**Your instructions**
Please copy the passage of the Red River Valley film article word for word, starting at "Conway and Moore" and ending at "on their honeymoon.".

**Document section**

• • • •

- Theatrical release poster
- Directed by: B. Reeves Eason
- Written by: Dorrell McGowan; Stuart E. McGowan;
- Starring: Gene Autry; Smiley Burnette; Frances Grant;
- Cinematography: William Nobles
- Edited by: Carl Pierson
- Production company: Republic Pictures
- Distributed by: Republic Pictures
- Release date: March 2, 1936 (U.S.);
- Running time: 59 minutes
- Country: United States
- Language: English

= Red River Valley (1936 film) =

1936 film by B. Reeves Eason

Red River Valley, later retitled Man of the Frontier for American television screening, is a 1936 American Western film directed by B. Reeves Eason and starring Gene Autry, Smiley Burnette, and Frances Grant. Written by Dorrell and Stuart E. McGowan, the film is about a "ditch rider" and his sidekick who set out to find out who has been causing the accidents at a dam construction site.

==Plot==
In Red River Valley, Banker Hartley Moore (Frank LaRue) schemes to sabotage the efforts of citizens to secure water rights in order to win water profits for himself. Following the murder of five men who were overseeing the completion of an irrigation system, Gene Autry (Gene Autry) is hired for the dangerous job of "ditch rider", in charge of patrolling the ditches to prevent malfunction or sabotage.

At the Red River Land and Irrigation Company, Steve Conway (Boothe Howard) works for Mary Baxter (Frances Grant) and her father, George Baxter (Sam Flint). Jealous of Mary's attention towards Gene, Conway joins Moore in his scheming actions and hires Bull Dural and his gang to dynamite the water gates and kill the ditch riders.

On his first night on the job, Gene and his friend Frog Millhouse (Smiley Burnette) are almost killed. They apprehend Bull's henchmen and turn them over to the sheriff. Conway and Bull then rob the payroll, accuse Gene of the crime, and encourage Baxter's workmen to revolt by destroying the dam. Gene and Frog go after Bull, while Baxter and the railroad conductor hold off the men at the dam until Gene arrives with Bull and the payroll.

Conway and Moore steal the train in a desperate attempt to escape, but they are killed riding into dynamite. Baxter successfully finishes the irrigation, after which, Gene and Mary ride off on their honeymoon.

==Cast==
- Gene Autry as Gene Autry
- Smiley Burnette as Frog Millhouse
- Frances Grant (pseudonym used by Stella McCarron) as Mary Baxter
- Boothe Howard as Steve Conway
- Jack Kennedy as Mike, the Train Engineer
- Champion as Gene's Horse
- Sam Flint as George Baxter
- George Chesebro as Bull Dural, Conway's Henchman
- Charles King as Sam, Bull's Dupe
- Eugene Jackson as Iodine
- Edward Hearn as Sheriff Ed
- Frank LaRue as Banker Hartley Moore
- Ken Cooper as Henchman Long
- Frankie Marvin as Henchman Becker

==Production==

===Stuntwork===
- Ken Cooper
- Tracy Layne
- Jay Wilsey
- Joe Yrigoyen

===Filming locations===
- Laguna Dam, Yuma, Arizona, USA
- Yuma Territorial Prison State Park, 206 N. Fourth Avenue, Yuma, Arizona, USA
- Yuma, Arizona, USA

===Soundtrack===
- "Red River Valley" (Nick Manoloff) by Gene Autry and Smiley Burnette (on guitar) in the saloon
- "Red River Valley" (Nick Manoloff) by Gene Autry, George Chesebro, and men in the saloon
- "Yodeling Cowboy" (Gene Autry) by Gene Autry and Smiley Burnette (on guitar)

• • • •

**Data provided**

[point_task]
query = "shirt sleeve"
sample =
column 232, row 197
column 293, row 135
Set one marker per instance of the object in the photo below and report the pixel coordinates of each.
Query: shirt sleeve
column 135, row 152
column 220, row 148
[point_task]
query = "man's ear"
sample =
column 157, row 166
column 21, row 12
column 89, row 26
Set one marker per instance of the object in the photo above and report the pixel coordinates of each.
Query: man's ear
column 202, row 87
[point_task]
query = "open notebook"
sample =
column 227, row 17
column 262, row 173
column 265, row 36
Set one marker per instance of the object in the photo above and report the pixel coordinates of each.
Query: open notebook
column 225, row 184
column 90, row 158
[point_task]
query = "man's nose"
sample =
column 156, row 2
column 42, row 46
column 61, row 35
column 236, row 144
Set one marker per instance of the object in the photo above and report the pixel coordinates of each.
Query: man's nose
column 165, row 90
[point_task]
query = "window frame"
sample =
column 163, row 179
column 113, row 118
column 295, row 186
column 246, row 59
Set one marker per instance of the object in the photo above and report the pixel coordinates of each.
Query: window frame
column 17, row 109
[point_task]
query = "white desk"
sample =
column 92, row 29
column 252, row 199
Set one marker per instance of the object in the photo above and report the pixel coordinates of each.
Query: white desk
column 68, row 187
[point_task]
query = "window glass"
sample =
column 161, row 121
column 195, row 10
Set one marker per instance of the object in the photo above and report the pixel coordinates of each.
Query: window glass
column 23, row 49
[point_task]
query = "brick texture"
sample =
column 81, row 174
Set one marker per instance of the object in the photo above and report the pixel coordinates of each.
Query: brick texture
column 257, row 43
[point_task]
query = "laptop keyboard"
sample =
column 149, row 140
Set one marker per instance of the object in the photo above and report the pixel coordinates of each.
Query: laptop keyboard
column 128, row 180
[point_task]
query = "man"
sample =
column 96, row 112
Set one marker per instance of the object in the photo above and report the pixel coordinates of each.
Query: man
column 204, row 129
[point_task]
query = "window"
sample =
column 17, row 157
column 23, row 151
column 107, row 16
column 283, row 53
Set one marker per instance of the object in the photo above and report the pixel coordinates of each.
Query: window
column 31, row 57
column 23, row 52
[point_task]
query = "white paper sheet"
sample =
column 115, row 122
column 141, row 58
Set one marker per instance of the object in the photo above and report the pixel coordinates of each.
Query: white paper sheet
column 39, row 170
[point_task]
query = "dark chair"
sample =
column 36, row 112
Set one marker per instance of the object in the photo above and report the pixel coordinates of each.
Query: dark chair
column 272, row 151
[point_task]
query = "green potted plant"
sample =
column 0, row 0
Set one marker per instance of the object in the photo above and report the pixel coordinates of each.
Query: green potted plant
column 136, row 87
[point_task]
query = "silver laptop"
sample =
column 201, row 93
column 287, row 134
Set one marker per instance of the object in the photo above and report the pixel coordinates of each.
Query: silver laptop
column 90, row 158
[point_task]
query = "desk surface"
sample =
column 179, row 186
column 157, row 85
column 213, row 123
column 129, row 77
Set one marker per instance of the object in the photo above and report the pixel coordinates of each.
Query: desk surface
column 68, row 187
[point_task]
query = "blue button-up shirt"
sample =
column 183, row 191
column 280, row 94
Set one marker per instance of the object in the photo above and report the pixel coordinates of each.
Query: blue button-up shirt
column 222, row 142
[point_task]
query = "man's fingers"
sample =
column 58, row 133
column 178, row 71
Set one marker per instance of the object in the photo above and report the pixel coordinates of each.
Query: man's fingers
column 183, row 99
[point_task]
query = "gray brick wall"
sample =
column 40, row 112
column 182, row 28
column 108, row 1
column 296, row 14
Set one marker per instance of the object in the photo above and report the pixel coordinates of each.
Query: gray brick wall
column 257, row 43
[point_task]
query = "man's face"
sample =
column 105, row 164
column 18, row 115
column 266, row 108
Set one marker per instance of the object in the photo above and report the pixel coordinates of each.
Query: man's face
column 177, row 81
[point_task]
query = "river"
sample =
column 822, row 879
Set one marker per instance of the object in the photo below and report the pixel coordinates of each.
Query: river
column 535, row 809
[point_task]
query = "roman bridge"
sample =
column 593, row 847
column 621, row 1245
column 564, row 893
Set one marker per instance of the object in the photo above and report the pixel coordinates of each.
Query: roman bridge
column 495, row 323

• • • •

**Solved exercise**
Conway and Moore steal the train in a desperate attempt to escape, but they are killed riding into dynamite. Baxter successfully finishes the irrigation, after which, Gene and Mary ride off on their honeymoon.